Some records
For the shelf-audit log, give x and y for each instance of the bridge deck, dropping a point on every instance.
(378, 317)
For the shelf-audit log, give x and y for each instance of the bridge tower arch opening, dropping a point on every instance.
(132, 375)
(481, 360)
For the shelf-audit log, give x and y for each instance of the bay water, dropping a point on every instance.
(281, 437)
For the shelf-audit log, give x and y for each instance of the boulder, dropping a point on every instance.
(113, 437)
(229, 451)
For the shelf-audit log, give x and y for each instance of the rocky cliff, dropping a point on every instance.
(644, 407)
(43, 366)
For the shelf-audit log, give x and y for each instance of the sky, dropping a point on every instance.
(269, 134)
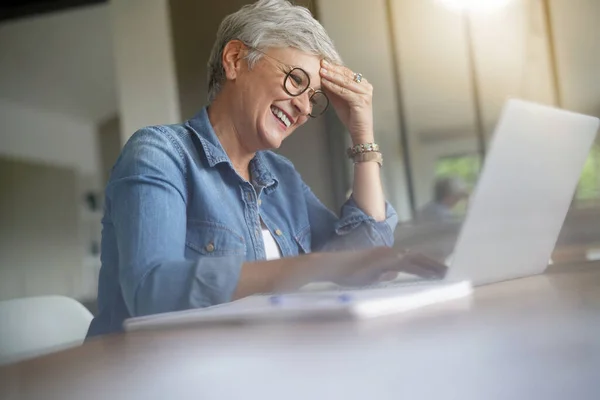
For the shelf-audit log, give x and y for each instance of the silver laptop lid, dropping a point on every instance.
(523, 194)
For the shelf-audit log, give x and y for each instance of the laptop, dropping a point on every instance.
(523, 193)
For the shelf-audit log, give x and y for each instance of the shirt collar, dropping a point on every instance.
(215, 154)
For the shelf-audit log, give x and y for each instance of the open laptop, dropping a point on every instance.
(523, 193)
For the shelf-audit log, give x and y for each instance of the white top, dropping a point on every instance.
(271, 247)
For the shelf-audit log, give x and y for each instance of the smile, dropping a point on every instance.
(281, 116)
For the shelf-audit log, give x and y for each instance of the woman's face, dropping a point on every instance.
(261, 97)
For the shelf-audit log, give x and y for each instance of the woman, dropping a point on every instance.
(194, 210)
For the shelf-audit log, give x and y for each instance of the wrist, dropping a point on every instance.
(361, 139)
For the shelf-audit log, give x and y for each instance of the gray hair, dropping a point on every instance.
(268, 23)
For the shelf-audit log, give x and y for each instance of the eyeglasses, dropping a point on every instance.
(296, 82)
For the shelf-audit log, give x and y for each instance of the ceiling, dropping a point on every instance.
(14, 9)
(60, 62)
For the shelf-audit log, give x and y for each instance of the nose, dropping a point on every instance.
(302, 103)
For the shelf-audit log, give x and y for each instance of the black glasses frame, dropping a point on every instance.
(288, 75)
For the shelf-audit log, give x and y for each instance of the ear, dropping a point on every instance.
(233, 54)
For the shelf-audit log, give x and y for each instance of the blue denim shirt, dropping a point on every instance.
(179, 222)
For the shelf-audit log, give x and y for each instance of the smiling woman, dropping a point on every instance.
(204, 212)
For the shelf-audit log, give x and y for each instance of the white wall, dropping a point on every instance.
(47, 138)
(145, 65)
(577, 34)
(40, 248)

* * *

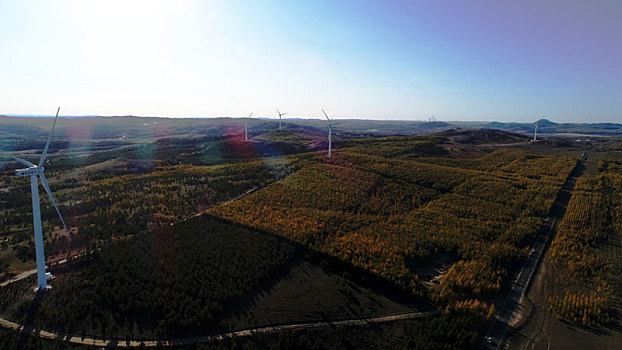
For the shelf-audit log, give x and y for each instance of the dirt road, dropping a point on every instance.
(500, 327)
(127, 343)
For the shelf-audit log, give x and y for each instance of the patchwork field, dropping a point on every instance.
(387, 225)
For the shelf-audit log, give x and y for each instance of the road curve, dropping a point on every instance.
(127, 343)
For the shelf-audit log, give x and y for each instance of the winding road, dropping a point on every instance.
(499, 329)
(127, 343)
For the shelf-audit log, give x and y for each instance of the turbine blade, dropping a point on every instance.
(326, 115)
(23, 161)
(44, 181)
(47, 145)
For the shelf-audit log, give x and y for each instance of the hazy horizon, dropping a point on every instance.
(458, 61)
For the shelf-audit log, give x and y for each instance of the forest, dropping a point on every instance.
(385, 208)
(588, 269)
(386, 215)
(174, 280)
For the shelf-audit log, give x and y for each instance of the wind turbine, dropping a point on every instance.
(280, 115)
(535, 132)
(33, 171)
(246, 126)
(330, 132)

...

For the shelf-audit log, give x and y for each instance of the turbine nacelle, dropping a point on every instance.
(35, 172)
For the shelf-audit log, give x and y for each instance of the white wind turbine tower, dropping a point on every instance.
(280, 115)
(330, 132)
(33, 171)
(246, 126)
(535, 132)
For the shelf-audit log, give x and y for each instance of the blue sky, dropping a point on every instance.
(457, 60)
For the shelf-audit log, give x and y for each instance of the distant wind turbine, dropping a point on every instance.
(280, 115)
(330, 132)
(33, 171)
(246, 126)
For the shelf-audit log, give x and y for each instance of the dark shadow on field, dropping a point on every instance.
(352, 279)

EXERCISE GOAL
Collect every line of the records that contains the string "blue", and treat case as significant when matching.

EXERCISE RESULT
For the shelf-audit log, give x and y for each instance of the blue denim shirt, dropping a point on every instance.
For the shelf-audit log, give x and y for each instance of the blue sky, dropping a point on every instance.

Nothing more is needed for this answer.